◆ **Directions for this task**:
Show only those lines of the entries where the string "twig" is found.

___ Data under study ___

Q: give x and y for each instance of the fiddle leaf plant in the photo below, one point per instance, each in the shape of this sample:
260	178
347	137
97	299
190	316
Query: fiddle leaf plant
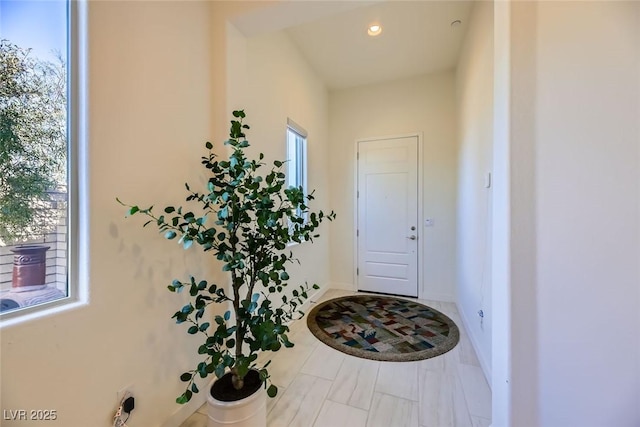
245	220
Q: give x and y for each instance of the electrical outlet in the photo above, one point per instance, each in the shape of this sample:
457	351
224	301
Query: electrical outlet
124	392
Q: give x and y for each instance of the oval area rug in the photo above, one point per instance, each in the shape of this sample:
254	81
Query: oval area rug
383	328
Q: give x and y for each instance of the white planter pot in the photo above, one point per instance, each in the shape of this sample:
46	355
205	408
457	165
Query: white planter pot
248	412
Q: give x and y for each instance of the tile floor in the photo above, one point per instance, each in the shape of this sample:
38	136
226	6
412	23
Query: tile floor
321	387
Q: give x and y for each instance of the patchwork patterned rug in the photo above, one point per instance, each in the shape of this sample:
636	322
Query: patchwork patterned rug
383	328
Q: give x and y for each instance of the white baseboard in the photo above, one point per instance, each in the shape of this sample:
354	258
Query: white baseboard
426	295
484	364
342	285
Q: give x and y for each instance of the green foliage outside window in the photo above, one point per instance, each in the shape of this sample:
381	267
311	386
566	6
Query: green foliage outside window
33	143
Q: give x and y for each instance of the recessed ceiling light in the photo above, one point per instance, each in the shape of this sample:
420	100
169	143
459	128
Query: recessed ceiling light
374	30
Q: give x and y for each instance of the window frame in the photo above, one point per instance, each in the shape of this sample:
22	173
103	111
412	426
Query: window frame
297	135
77	173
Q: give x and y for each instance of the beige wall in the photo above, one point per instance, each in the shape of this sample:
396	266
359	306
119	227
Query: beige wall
271	82
474	96
149	115
575	251
422	104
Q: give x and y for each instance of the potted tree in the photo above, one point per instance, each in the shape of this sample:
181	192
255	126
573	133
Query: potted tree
32	158
245	220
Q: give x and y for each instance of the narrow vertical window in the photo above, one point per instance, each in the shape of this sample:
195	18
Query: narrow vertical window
36	123
296	157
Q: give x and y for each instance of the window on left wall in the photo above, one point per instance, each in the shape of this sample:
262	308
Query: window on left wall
39	143
297	158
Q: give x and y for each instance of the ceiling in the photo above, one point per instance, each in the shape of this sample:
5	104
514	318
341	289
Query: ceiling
417	37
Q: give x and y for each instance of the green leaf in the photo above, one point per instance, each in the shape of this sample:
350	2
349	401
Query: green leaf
272	391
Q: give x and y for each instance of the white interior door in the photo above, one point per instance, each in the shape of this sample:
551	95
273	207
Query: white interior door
387	229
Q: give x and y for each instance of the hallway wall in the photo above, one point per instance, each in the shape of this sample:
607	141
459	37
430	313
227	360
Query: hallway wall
576	165
474	96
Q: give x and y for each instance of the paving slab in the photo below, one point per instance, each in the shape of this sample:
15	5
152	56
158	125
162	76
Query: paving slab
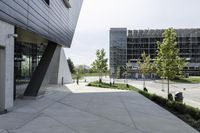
82	109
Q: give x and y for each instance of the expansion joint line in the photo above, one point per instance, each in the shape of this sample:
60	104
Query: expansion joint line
123	103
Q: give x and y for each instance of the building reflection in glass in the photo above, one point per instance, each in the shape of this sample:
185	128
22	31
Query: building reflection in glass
27	58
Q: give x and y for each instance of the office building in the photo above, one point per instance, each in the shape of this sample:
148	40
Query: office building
128	45
32	36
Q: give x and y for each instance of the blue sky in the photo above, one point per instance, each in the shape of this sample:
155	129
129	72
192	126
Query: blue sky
98	16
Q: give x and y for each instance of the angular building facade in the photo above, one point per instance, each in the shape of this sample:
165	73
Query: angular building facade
32	36
139	41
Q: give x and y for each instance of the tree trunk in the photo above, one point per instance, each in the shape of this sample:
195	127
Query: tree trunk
144	82
99	78
167	86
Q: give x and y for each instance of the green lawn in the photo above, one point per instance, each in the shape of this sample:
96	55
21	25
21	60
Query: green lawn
88	75
191	79
118	86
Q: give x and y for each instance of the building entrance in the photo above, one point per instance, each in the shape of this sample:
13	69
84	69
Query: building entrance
27	58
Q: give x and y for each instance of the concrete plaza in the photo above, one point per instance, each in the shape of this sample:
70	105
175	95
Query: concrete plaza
191	94
82	109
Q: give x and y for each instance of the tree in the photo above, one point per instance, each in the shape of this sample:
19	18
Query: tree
100	64
120	71
167	62
126	70
71	65
144	66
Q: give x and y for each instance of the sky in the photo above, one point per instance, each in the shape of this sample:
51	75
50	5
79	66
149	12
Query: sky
98	16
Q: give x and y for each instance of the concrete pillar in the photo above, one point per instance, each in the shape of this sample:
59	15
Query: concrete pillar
6	66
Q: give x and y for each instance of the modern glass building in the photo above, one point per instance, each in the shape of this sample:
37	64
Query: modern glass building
32	36
139	41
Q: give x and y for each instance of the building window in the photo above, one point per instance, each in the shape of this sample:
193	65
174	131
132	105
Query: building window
67	4
47	1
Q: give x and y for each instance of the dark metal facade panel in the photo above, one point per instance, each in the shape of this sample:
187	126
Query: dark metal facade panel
55	22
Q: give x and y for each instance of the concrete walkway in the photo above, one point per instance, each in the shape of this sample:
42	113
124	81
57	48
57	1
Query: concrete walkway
82	109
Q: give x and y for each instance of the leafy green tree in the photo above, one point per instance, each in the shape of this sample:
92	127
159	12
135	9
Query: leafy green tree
168	64
71	65
100	64
126	70
120	71
144	66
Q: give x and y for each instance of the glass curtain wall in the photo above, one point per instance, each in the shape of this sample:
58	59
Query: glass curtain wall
27	58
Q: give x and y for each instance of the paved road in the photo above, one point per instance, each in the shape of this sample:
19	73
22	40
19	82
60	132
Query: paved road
81	109
191	94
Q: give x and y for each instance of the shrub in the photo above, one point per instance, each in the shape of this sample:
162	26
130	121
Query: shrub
170	97
145	89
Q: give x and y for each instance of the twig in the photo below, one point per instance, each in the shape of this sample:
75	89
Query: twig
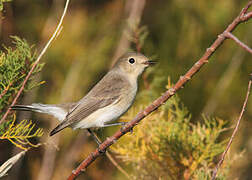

___

◆ **The completed task**:
Q: give x and y for each instance of the twig in the photo below, one point per instance, each in the shape of this sample:
Query: twig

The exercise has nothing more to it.